-------- Reading text
Table 5 Regression analysis (dependent variable: citations per article, n = 774, R2 = 0.14, F-statistic: 6.33**)ab

The estimations show that all author and article characteristics included in the model, except GE, influence the citation counts (CI) in the hypothesised directions. Three of the characteristics (RF, WT, AC) are statistically significant at the 1 % level or better. Overall, based on the results of our analysis, the following conclusions can be inferred.

Firstly, two of the four explanatory variables representing article characteristics were found to contribute significantly to citation counts. One of these (RF) is positively associated with the number of times the articles in our study have been cited, and one variable (WT) is negatively associated with CI.

The regression coefficient of RF is 0.48 (p < 0.01). Thus, one additional reference in the articles studied in this paper was found to be associated with an increase in the number of times the article was cited by 0.48. This finding, i.e. that the reference count is positively associated with the citation count, should not be interpreted as an indicator that researchers look at the number of references cited by the authors of an article before deciding to cite the article itself. It is rather more likely that the reference count is an indicator of the quality of the article, i.e. that articles of high quality have more references. The rationale for such an argument is that an extensive literature review, increasing the reference count, implies that the article is built on a firm theoretical basis. Also, several authors have automatic identification of articles in which they are cited. It can therefore be assumed that more authors are notified about articles with long reference lists than short ones. Finally, a high number of references may also indicate that the research community is interested in the research topic of the article, increasing the probability that fellow researchers will cite an article with a high reference count.

The regression coefficient of WT is −0.73 (p < 0.01). Thus one additional word in the title of the articles studied in this paper was found to be associated with a reduction in the number of times the article was cited by 0.73.
----------------
-------- Record extracts
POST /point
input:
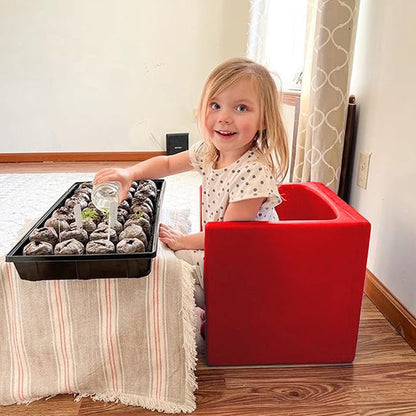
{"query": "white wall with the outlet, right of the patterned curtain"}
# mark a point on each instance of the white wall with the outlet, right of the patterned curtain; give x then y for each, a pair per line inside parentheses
(384, 82)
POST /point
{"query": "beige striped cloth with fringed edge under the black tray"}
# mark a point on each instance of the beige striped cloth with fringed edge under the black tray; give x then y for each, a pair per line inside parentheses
(125, 340)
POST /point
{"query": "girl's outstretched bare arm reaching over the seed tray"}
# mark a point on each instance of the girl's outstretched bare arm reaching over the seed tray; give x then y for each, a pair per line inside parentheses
(155, 167)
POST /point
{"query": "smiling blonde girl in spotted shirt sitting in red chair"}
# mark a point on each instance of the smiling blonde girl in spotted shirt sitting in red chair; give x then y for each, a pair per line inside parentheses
(242, 156)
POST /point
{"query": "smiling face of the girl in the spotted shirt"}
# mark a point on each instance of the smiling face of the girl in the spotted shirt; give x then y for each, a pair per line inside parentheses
(233, 119)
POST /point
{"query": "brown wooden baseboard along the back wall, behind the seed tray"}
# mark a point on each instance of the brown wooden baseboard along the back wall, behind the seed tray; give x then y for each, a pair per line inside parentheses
(77, 157)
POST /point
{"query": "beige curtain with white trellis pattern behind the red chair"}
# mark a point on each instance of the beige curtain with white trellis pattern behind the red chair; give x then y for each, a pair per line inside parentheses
(330, 37)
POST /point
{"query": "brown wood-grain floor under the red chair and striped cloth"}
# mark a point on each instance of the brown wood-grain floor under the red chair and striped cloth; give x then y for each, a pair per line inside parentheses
(381, 381)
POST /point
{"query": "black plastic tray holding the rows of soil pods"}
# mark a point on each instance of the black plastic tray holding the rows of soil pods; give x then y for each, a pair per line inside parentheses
(86, 266)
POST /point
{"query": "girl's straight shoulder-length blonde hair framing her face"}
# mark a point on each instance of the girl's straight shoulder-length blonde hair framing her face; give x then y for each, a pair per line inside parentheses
(271, 140)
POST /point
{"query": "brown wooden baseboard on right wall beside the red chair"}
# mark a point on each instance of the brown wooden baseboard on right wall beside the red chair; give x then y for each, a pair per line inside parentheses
(393, 310)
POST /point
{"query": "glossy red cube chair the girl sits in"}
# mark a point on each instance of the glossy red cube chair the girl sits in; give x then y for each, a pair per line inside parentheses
(287, 292)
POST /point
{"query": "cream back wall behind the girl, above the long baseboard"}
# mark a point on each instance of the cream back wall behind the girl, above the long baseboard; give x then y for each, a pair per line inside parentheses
(101, 75)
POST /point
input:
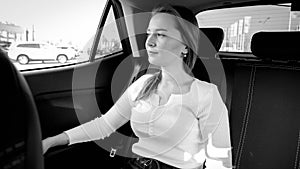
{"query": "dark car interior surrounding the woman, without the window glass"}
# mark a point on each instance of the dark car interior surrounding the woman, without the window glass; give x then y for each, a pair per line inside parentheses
(260, 90)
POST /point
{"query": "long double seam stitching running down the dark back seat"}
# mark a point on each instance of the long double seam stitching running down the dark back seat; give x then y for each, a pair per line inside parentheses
(246, 117)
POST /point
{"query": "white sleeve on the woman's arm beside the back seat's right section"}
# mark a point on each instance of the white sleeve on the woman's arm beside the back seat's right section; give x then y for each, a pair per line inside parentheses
(216, 130)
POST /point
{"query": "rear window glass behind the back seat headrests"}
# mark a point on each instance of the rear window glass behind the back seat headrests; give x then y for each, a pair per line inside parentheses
(239, 24)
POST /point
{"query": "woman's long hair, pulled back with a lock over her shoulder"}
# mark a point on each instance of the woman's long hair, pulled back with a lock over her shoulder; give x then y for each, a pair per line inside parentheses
(188, 26)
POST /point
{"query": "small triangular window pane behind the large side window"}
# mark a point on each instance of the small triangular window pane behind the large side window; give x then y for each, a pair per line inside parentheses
(109, 40)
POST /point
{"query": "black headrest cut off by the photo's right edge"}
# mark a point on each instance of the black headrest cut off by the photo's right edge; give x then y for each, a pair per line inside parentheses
(276, 45)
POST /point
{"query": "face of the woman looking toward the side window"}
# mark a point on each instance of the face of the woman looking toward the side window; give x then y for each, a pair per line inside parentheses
(164, 42)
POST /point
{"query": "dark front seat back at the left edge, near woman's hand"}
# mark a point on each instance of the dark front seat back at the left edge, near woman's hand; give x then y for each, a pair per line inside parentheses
(20, 143)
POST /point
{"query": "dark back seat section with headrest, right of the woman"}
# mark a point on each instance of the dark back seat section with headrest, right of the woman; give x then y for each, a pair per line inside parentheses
(265, 111)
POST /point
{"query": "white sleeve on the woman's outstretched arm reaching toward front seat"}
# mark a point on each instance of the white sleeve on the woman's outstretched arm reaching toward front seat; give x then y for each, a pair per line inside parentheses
(103, 126)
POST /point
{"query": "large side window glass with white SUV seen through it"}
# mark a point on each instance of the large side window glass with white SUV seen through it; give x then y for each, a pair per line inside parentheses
(60, 26)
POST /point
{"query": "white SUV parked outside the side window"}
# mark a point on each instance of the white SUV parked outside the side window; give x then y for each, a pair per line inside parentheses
(24, 52)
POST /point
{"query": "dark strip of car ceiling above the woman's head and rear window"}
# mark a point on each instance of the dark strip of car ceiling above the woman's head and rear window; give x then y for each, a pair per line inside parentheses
(199, 5)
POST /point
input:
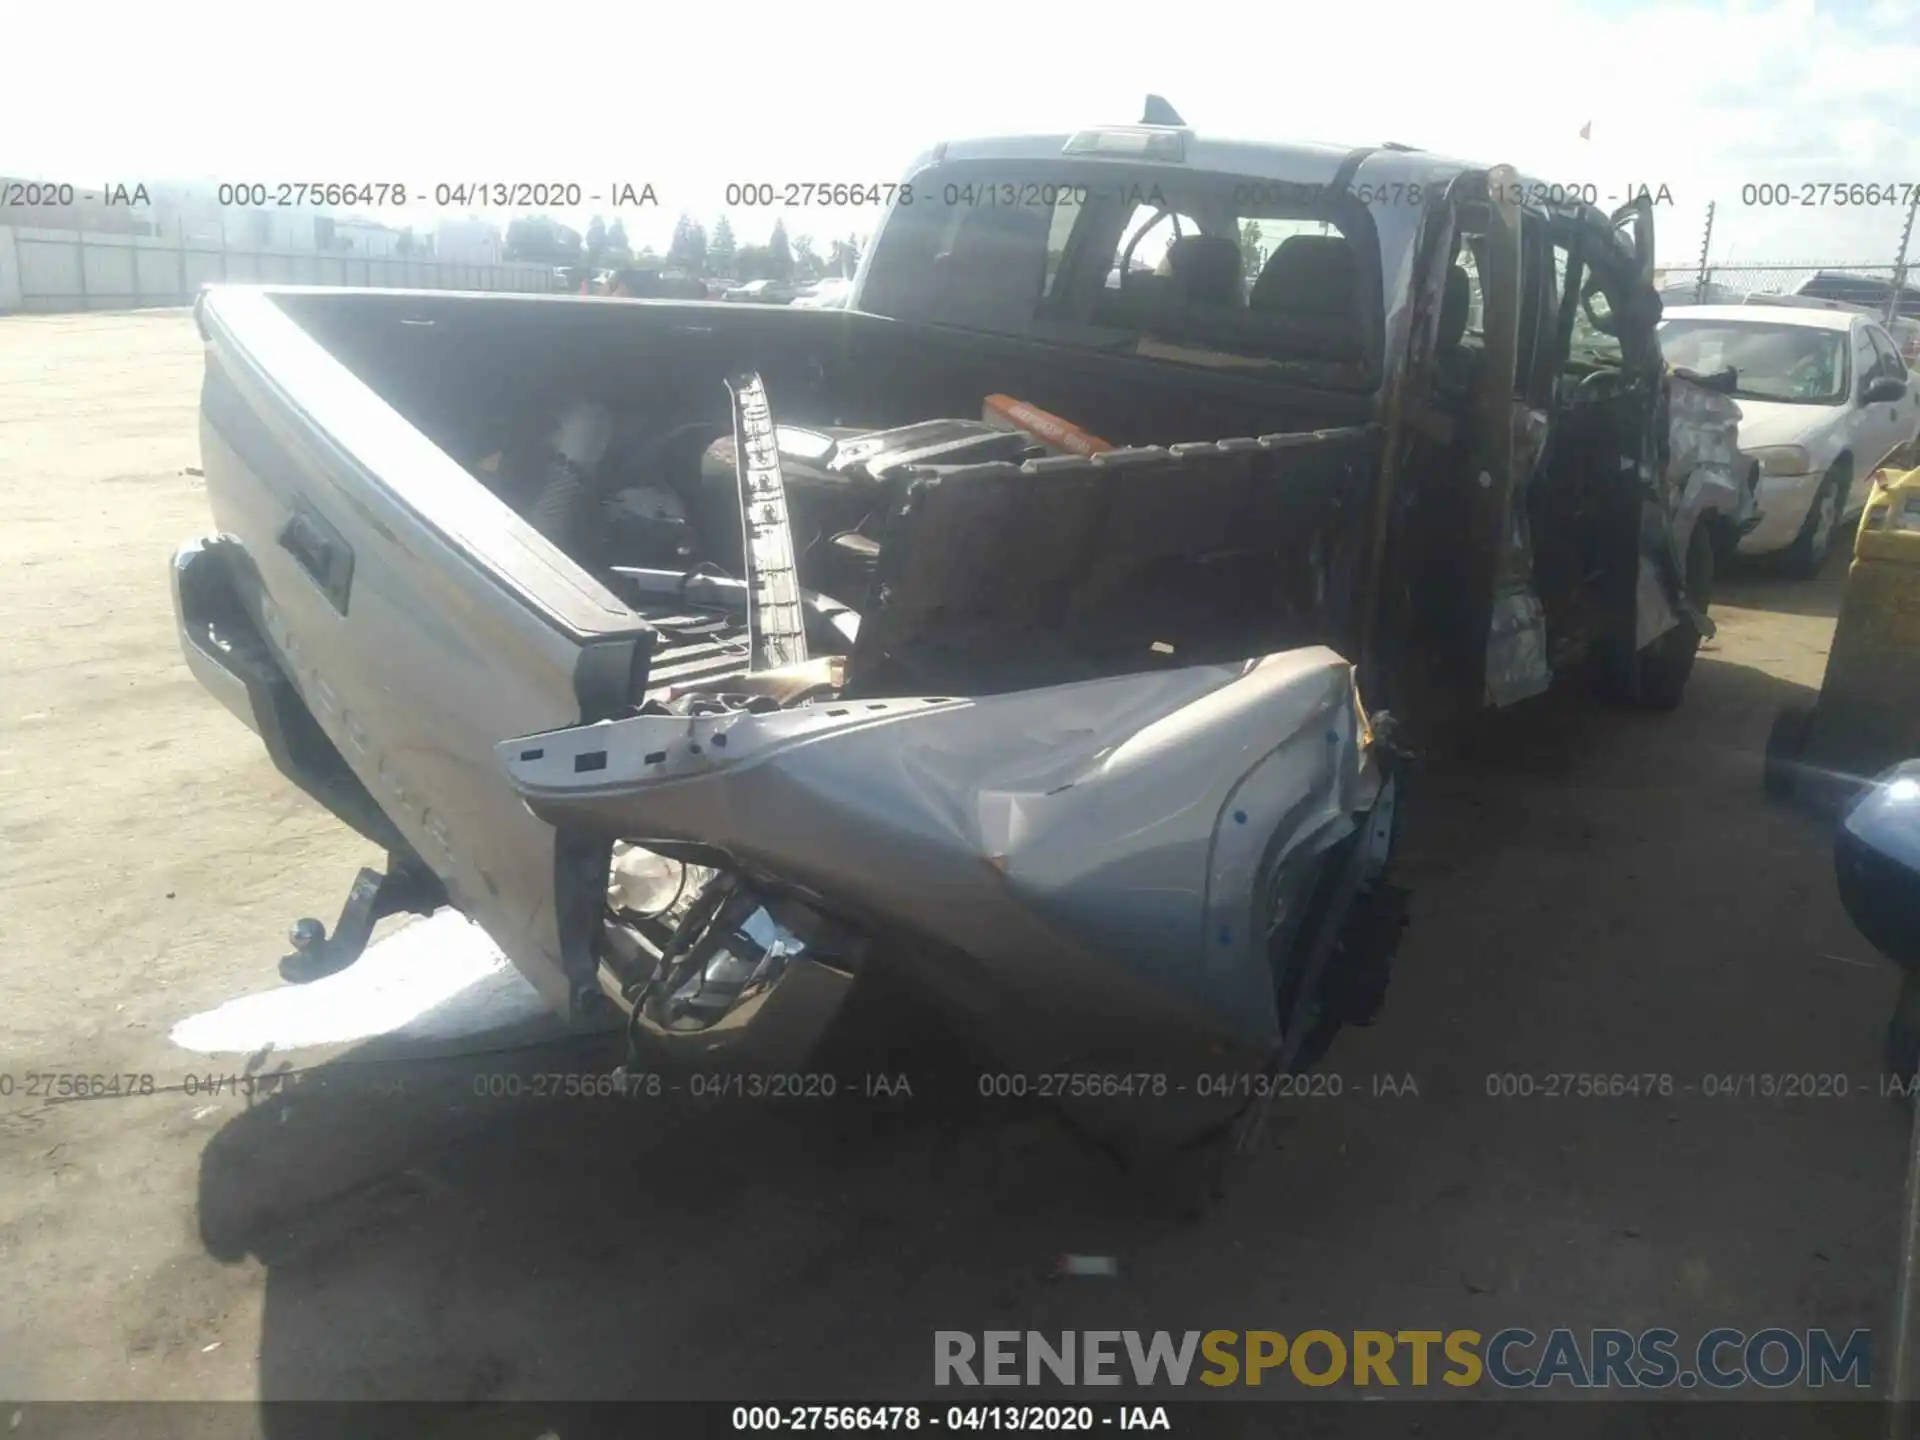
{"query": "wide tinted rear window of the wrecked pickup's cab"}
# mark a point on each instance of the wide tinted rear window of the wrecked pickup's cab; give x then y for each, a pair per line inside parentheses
(1161, 262)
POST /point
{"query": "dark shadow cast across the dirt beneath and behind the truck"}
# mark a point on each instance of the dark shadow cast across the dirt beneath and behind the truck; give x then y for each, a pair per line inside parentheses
(1596, 892)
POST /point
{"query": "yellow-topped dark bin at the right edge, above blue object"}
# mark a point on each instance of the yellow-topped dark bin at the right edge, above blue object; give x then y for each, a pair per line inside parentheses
(1867, 715)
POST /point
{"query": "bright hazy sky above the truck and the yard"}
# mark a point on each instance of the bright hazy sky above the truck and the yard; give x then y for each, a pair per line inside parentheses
(1702, 99)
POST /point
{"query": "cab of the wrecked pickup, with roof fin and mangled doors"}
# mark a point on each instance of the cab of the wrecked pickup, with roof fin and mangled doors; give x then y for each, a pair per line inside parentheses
(1541, 466)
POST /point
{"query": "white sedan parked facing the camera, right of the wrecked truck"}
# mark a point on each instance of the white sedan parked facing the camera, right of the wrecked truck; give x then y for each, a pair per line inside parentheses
(1825, 400)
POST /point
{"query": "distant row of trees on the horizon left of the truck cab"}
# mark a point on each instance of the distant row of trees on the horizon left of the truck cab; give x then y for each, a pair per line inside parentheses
(544, 241)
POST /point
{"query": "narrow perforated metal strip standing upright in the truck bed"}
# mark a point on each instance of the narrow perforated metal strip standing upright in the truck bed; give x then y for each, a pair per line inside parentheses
(777, 625)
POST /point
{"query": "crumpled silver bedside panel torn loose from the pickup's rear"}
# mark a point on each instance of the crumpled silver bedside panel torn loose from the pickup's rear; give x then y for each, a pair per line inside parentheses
(1113, 844)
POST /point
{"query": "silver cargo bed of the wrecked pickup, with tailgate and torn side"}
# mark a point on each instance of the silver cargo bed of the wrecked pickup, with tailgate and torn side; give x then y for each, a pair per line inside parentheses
(400, 583)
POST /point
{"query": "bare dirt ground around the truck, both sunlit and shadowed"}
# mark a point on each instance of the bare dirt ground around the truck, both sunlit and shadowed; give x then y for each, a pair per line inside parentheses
(1595, 892)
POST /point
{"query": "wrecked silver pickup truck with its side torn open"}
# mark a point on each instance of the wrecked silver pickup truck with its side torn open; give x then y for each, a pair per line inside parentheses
(1034, 633)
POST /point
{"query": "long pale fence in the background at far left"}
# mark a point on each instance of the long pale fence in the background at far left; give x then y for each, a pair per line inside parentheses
(84, 270)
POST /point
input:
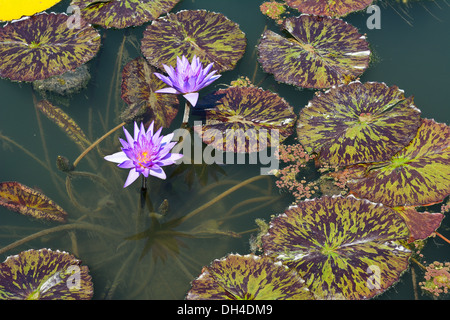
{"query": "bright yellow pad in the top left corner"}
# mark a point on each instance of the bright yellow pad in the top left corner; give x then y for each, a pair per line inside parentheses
(16, 9)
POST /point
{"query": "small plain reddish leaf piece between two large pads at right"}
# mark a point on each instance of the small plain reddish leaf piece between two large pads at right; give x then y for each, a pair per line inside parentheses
(420, 224)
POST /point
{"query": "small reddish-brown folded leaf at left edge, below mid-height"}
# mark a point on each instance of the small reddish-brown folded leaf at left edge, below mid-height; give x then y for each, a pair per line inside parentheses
(27, 201)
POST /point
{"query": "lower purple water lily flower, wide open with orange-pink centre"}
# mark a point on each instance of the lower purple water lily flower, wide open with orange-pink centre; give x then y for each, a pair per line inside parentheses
(145, 153)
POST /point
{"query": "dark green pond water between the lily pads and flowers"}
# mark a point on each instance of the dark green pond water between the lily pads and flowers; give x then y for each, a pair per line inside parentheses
(410, 51)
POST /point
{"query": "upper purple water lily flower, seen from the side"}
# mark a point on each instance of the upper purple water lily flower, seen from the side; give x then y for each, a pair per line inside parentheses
(187, 79)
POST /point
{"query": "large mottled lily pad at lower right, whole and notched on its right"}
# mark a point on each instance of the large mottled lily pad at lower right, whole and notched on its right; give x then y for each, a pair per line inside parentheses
(343, 247)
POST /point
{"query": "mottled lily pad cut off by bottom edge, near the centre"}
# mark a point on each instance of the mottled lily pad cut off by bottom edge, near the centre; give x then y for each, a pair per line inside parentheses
(248, 277)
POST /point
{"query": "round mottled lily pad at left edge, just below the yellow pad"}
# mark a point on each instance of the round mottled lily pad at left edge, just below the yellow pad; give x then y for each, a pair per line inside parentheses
(45, 45)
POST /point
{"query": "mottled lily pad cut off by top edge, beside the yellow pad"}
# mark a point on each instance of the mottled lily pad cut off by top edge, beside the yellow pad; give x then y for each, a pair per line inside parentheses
(124, 13)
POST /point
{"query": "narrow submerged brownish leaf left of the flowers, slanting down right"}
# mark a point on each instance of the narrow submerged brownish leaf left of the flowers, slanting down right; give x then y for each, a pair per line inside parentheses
(62, 119)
----------------
### Exercise instructions
- 1) According to the passage on citation counts, why does the link between reference count and citations more likely reflect article quality? Answer in one to three sentences.
- 2) Answer these questions from the passage on citation counts:
(a) How many articles were in the regression (n)?
(b) Which characteristic in the model did not influence citation counts in the hypothesized direction?
(c) What is the regression coefficient of RF?
- 3) Continue the passage on citation counts, starting after its last sentence.

### Solved tasks
- 1) An extensive literature review raises the reference count, and that suggests the article is built on a firm theoretical basis. High-quality articles are therefore likely to have more references, and that accounts for the link.

- 2)
(a) 774
(b) GE
(c) 0.48

- 3)
Secondly, of the five author characteristics regressed against citation counts (AN, GE, EN, NA, AC), only the dummy variable on international cooperation (AC) is found to significantly influence the citation count of the articles studied in this article. The regression coefficient of AC is 8.86 (p < 0.01). The finding that articles which are the result of international cooperation are more frequently cited can be due to the following factors. (1) Network effect: Knowledge about an article can be expected to be spread to a wider audience of researchers faster when it has been written by authors from more than one country. This is because the authors of such articles more likely belong, or have access, to separate research networks than authors from one country. It is known from White [25] and Mählck and Persson [14] that researchers tend to cite articles written by researchers with whom they have a personal acquaintance. (2) Complementary competencies: The rationale behind international cooperation in research may be that this provides access to highly competent researchers, thus resulting in high quality research which will be more frequently cited. (3) Quality projects: Because the start-up cost of international research projects is likely to exceed the start-up cost of a national project, it is to be expected that such projects are only initiated when a really good idea exists. Research projects based on good ideas may in turn be expected to generate more citations. (4) Wider interest: An author will probably not participate in a research project without an interest in the research topic being dealt with. It is reasonable to assume that some research topics are the domain of only some countries. Authors from more than one country indicate that an international research community exists which is interested in the topic dealt with in the article concerned. Such international research communities can be expected to include more members than national research communities and, as such, articles written by authors from more than one country can be expected to be cited more frequently than articles by authors coming from just one country.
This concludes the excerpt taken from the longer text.